◆ **PASSAGE**
=-=-=

The Sony Cyber-shot DSC-RX1 is a series of premium fixed-lens full-frame digital compact cameras made by Sony as part of its Cyber-shot line.

The DSC-RX1 was announced in September 2012. The DSC-RX1R, released in 2013, is a variant of the Sony DSC-RX1 without anti-aliasing filter in front of the image sensor. In 2015, both models were succeeded by the DSC-RX1R II.

==Cyber-shot DSC-RX1==
The DSC-RX1 was the world's first fixed-lens, full-frame digital compact camera, and as of its announcement, was the world's smallest full-frame digital camera but is also considerably more expensive than most other compact cameras. It was announced in September 2012.

===Notable features===

The DSC-RX1 features a 35 mm f/2 Zeiss Sonnar lens with leaf shutter capable of a minimum shutter speed of 1/2000 s (for apertures 2.0 to 4.0), 1/3200 s (for apertures down to 5.6), and even 1/4000 s (for smaller apertures down to 22). The camera is equipped with a 24.3-megapixel full-frame CMOS sensor, and it includes a new Multi Interface Shoe that is physically compatible with the ISO 518 standard hot shoe, with electrical contacts for newer Sony shoe-mounted accessories as well as compatibility with the proprietary iISO flash shoe via the ADP-MAA adapter.

===DxO Mark===
Based on DxOMark Sensor Scores (performance), the Sony DSC-RX1 got the best overall score among high-end compact cameras and mirror-less cameras tested with 93 scored, and even the Sony DSC-RX1's overall score is just behind the full-frame DSLR of Nikon D800, Nikon D800E and Nikon D600, with 96 and 94 respectively.

=-=-=

(Stored data entries)
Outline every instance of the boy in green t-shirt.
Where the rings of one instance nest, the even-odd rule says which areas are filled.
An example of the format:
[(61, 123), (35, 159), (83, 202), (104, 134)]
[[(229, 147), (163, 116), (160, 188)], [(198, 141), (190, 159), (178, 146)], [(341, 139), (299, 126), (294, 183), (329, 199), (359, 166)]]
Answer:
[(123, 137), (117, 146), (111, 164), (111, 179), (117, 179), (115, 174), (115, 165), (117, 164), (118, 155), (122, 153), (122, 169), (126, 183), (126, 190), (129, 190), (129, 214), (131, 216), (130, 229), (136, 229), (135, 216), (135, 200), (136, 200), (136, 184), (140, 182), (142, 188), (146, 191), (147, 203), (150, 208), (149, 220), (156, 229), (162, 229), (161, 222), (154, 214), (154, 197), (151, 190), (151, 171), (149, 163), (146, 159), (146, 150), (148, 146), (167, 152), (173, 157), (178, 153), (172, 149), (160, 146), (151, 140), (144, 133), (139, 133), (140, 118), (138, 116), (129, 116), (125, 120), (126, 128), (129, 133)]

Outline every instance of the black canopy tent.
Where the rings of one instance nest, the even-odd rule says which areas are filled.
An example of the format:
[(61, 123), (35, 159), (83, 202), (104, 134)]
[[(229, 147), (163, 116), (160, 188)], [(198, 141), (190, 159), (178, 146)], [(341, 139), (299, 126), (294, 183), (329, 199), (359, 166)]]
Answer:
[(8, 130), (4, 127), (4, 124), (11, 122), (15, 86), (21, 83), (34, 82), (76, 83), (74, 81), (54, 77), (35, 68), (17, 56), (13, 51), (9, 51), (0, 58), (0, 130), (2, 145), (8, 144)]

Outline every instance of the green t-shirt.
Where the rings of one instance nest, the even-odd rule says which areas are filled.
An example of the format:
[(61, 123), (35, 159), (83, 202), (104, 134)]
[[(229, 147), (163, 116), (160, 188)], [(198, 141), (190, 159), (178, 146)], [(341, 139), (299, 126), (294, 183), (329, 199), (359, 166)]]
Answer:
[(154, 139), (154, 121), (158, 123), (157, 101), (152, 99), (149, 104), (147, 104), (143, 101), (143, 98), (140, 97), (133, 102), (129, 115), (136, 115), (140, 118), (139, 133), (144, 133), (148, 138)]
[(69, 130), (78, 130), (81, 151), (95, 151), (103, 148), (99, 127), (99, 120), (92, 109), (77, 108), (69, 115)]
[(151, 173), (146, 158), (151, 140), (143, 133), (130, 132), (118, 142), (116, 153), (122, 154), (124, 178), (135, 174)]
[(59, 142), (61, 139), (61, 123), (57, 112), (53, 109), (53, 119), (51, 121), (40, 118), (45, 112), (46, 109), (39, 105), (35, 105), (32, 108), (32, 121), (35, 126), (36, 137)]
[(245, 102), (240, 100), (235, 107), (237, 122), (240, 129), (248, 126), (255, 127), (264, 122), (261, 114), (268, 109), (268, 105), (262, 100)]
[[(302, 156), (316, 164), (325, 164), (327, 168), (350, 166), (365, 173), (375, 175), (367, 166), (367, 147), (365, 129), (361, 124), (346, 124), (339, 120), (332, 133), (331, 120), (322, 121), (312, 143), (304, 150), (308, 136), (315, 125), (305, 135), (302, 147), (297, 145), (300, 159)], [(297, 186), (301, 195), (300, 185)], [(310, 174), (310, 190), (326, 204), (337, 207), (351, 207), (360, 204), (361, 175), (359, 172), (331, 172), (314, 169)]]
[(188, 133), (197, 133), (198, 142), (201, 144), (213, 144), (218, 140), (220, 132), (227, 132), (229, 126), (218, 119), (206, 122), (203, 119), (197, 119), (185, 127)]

=-=-=

◆ **WORK ITEM**
Quote the whole Sony Cyber-shot DSC-RX1 text word for word.

◆ **SOLUTION BELOW**
The Sony Cyber-shot DSC-RX1 is a series of premium fixed-lens full-frame digital compact cameras made by Sony as part of its Cyber-shot line.

The DSC-RX1 was announced in September 2012. The DSC-RX1R, released in 2013, is a variant of the Sony DSC-RX1 without anti-aliasing filter in front of the image sensor. In 2015, both models were succeeded by the DSC-RX1R II.

==Cyber-shot DSC-RX1==
The DSC-RX1 was the world's first fixed-lens, full-frame digital compact camera, and as of its announcement, was the world's smallest full-frame digital camera but is also considerably more expensive than most other compact cameras. It was announced in September 2012.

===Notable features===

The DSC-RX1 features a 35 mm f/2 Zeiss Sonnar lens with leaf shutter capable of a minimum shutter speed of 1/2000 s (for apertures 2.0 to 4.0), 1/3200 s (for apertures down to 5.6), and even 1/4000 s (for smaller apertures down to 22). The camera is equipped with a 24.3-megapixel full-frame CMOS sensor, and it includes a new Multi Interface Shoe that is physically compatible with the ISO 518 standard hot shoe, with electrical contacts for newer Sony shoe-mounted accessories as well as compatibility with the proprietary iISO flash shoe via the ADP-MAA adapter.

===DxO Mark===
Based on DxOMark Sensor Scores (performance), the Sony DSC-RX1 got the best overall score among high-end compact cameras and mirror-less cameras tested with 93 scored, and even the Sony DSC-RX1's overall score is just behind the full-frame DSLR of Nikon D800, Nikon D800E and Nikon D600, with 96 and 94 respectively.